Challenges:
**1)** In the article on tax reform, copy the passage from "The U.S. tax code is" up to and including "tax reform .".
**2)** According to the tax reform article, in what year was the last major overhaul of the U.S. tax code?

Article:
++++++++++++++++++++

The U.S. tax code is far from a static document. To the contrary: the set of rules outlining tax policy for all Americans, be they individuals, families, corporations, or other taxpaying entities, averaged one change per day, every day, each year since 2001 .
These changes, by and large, have a narrow focus and impact; sometimes changes reflect an effort on the part of Congress or the IRS to make tax filing quicker and easier for individuals . Other times, changes are made to reflect new laws, such as 2008’s Affordable Care Act, which created the Individual Mandate for purchasing health insurance. Whatever the cause, however, these changes have added to the length and complexity of the tax code, and created a common cause among politicians from both major parties: comprehensive tax reform .
What is Comprehensive Tax Reform?
What constitutes “comprehensive” tax reform is somewhat subjective, but generally is referred to as any bipartisan Congressional effort to rewrite or even eliminate large portions of the current tax code, with special attention paid to exemptions, tax rates, and broadly defined “loopholes” which allow payers to reduce or eliminate their tax burdens. For many, the point is to make the tax code shorter, simpler, and easier to understand, rather than continuing the trend of making it longer and more nuanced year after year .
The last major overhaul to the U.S. tax code was in 1986, when the Tax Reform Act was passed . For perspective, that is eight years before the Internet became a fixture in the average household or business ; 25 years before cash registers equipped with NFC readers began accepting mobile pay, setting the stage for mobile phones to function as digital wallets ; 27 years before online retail revenue overtook that of traditional brick-and-mortar stores during the holiday shopping season . There is still debate over the future of ecommerce with respect to sales tax, taxing authority, and even whether the nature of online retail necessitates a federal sales tax or similar instrument .
Technology since the turn of the century has not only revolutionized the marketplace, it has continued to evolve and disrupt economies around the world. Tax policy, by contrast, despite thousands of changes and additions, has not kept up with this rate of transformation, nor been updated to reflect the new realities of ecommerce, digitization, or the global appetite for automation — not to mention the need for cybersecurity solutions and some measure of privacy .
Much of the need for comprehensive tax reform, in fact, is to better update the federal tax code to reflect contemporary realities brought on by technological change . From global competition and marketplaces, to new financial instruments for moving, transacting, investing, and earning money, the tax system lags behind the realities of the economy and the world. While arguments over what reform should look like is often dominated by ideology and partisanship, technology has become a key variable both in how money is made, how taxes are paid, and how accounting functions are performed .
The Cost of Filing and Collecting Taxes
The IRS operates on a budget of more than $11 billion each year . Meanwhile, the cost to individual taxpayers (excluding those with self-employment income), was over $40 billion in 2016 alone . Businesses spend four to six billion dollars on tax compliance each year. On top of the dollar cost of tax preparation, taxpayers spend a collective six billion hours preparing their taxes each year .
Many ideological contests surrounding tax policy, and proposals for comprehensive tax reform, debate notions of fairness. Yet there is also a significant conversation over who should pay the costs of submitting tax returns (on the payer side) as well as controlling the costs of processing these returns (on the government side) . Ultimately, of course, taxpayers are responsible for both sets of costs, as the revenues generated by their taxes provide the budget for the IRS.
This is one of the key areas where the potential of technology is having an influence on the future of tax reform. Paradoxically, however, bringing certain types of technology into the mix with an eye to simplifying the filing process is sometimes seen as a conflict of interest.

++++++++++++++++++++

Supplied data:
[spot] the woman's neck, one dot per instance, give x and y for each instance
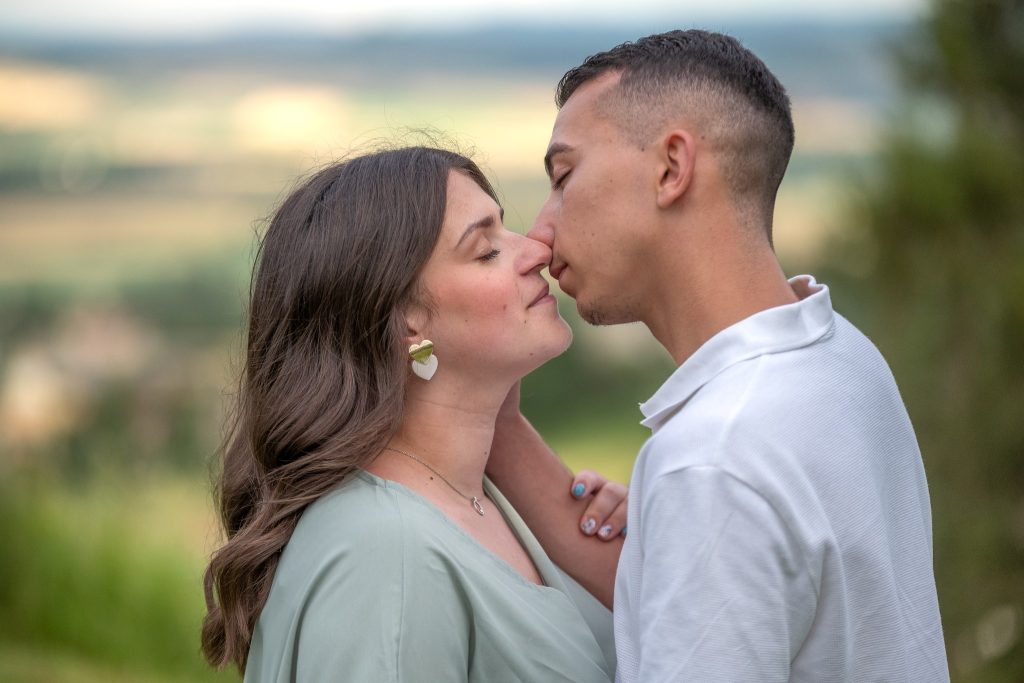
(451, 432)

++++++++++++++++++++

Written answers:
**1)**
The U.S. tax code is far from a static document. To the contrary: the set of rules outlining tax policy for all Americans, be they individuals, families, corporations, or other taxpaying entities, averaged one change per day, every day, each year since 2001 .
These changes, by and large, have a narrow focus and impact; sometimes changes reflect an effort on the part of Congress or the IRS to make tax filing quicker and easier for individuals . Other times, changes are made to reflect new laws, such as 2008’s Affordable Care Act, which created the Individual Mandate for purchasing health insurance. Whatever the cause, however, these changes have added to the length and complexity of the tax code, and created a common cause among politicians from both major parties: comprehensive tax reform .

**2)** 1986, when the Tax Reform Act was passed.